Work instruction: Exactly as written, transcribe the data from its opening line through the line containing "form: [[150, 15]].". Leave every picture out.

(Point localization data)

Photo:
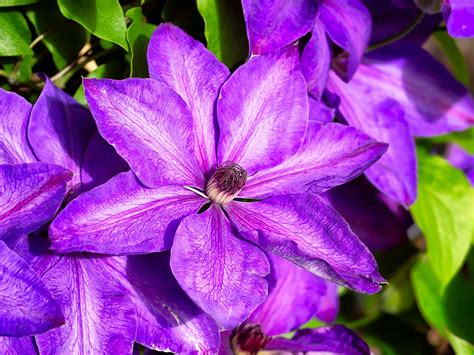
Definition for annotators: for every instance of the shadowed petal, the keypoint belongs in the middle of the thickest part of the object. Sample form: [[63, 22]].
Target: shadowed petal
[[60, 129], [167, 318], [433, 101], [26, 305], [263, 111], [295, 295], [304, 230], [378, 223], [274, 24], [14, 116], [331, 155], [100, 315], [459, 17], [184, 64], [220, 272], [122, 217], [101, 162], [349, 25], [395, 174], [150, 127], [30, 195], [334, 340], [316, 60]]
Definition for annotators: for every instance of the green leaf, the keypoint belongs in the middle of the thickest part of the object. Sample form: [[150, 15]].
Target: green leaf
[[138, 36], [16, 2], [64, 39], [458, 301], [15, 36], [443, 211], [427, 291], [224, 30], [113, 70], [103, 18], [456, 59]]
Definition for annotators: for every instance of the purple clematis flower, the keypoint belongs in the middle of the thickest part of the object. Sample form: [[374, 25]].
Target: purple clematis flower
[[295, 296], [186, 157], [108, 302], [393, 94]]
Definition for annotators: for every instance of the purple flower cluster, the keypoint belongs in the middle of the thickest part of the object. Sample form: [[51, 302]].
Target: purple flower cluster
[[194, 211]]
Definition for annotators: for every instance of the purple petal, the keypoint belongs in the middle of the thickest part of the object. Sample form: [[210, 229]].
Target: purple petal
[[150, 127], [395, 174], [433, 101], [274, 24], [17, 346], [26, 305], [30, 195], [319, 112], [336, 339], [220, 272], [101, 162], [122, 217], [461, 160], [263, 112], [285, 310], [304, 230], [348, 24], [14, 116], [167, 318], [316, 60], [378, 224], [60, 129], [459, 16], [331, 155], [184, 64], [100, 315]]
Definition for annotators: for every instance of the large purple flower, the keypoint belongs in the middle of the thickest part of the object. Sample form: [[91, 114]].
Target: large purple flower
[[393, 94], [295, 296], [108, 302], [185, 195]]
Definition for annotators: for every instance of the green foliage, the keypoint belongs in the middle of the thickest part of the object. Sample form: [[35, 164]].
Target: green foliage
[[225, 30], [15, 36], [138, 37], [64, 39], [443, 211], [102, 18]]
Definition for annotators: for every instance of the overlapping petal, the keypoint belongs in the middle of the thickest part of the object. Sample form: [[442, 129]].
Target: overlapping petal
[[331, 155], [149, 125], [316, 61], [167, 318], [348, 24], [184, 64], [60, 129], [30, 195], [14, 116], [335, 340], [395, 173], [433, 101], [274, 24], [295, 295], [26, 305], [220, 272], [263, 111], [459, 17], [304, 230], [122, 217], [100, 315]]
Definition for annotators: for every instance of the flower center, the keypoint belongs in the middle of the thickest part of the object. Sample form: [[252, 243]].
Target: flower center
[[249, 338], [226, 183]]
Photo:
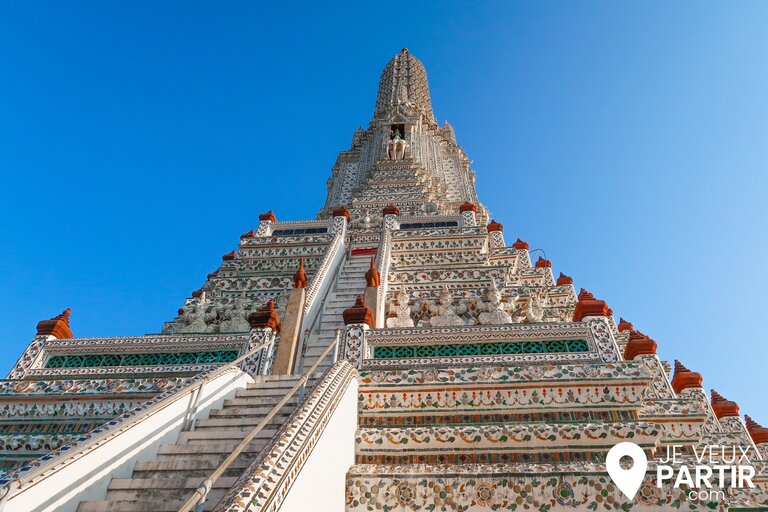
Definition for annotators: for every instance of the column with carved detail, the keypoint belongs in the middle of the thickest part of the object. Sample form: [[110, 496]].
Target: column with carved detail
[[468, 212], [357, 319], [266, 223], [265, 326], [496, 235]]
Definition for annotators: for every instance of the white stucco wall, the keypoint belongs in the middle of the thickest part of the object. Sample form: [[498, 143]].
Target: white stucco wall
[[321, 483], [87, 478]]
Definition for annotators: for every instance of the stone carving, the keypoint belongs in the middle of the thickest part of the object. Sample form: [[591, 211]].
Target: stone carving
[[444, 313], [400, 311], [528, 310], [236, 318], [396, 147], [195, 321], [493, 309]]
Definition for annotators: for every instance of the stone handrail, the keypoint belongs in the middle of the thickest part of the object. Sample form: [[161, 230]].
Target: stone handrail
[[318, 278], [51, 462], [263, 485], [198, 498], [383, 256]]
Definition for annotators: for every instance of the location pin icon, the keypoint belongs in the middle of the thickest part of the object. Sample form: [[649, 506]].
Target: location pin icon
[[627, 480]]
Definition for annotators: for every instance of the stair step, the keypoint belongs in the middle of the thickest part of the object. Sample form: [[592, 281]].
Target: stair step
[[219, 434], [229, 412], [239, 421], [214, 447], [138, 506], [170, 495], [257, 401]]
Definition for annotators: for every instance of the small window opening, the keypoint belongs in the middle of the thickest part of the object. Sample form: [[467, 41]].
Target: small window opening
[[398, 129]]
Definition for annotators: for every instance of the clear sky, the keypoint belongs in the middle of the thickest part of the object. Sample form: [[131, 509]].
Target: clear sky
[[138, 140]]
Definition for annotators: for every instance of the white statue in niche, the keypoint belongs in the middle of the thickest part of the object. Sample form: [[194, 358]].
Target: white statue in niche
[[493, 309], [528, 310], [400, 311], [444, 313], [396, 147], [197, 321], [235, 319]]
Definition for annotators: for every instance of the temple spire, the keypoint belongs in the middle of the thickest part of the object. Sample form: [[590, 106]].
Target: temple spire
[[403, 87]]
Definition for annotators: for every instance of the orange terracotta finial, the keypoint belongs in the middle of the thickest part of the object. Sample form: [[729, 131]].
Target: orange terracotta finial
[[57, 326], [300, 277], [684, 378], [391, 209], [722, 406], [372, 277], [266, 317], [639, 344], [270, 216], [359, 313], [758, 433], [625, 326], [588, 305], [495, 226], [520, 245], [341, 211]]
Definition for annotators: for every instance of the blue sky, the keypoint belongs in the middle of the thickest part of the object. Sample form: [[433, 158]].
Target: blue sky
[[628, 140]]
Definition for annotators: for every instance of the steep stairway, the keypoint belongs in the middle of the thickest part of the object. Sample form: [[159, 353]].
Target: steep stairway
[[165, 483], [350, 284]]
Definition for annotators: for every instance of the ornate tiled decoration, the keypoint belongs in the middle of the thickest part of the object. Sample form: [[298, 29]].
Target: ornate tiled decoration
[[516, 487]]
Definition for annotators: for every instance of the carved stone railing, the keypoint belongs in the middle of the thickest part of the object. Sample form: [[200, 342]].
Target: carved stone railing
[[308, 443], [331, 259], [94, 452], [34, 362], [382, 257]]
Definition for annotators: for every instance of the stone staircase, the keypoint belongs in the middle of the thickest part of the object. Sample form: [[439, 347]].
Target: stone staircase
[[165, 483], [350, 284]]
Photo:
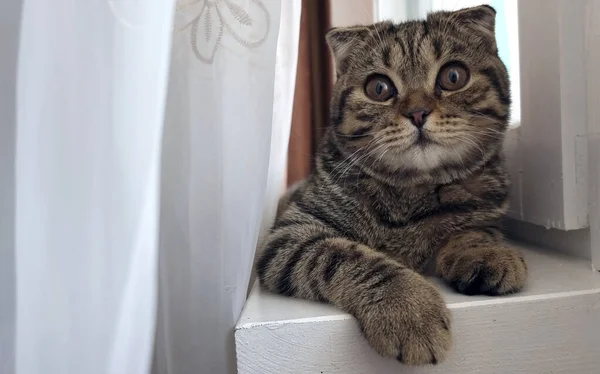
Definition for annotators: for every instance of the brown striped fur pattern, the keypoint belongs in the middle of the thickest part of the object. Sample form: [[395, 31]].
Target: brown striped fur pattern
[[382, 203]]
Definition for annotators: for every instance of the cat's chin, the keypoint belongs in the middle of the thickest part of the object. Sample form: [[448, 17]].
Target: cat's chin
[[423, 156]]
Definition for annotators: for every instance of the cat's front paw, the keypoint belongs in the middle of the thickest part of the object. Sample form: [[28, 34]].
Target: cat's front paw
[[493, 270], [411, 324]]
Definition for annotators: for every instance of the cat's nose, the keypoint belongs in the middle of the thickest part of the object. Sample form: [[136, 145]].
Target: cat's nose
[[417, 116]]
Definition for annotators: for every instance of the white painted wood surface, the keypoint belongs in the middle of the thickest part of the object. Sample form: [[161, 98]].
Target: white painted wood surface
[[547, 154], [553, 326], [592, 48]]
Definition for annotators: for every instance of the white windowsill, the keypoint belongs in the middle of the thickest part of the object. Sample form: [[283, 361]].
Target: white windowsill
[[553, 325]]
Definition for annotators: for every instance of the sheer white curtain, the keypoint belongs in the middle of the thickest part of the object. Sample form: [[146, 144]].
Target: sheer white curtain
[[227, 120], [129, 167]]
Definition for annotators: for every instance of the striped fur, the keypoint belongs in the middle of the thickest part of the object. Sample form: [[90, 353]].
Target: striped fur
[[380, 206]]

Task solution:
Photo:
Definition for annotators: for every instance of the shadowed petal, the keypoint belongs in the middle of the thickest part of the object. Sample form: [[63, 22]].
Target: shadowed petal
[[60, 129], [167, 318], [433, 101], [26, 305], [263, 111], [295, 295], [304, 230], [378, 223], [274, 24], [14, 116], [331, 155], [100, 315], [459, 17], [184, 64], [220, 272], [122, 217], [101, 162], [349, 25], [395, 174], [150, 127], [30, 195], [334, 340], [316, 60]]
Definition for annotators: for every instance of the green leaf, the keypoint belongs in the middle of the thickest part of the object. Sample form: [[150, 15]].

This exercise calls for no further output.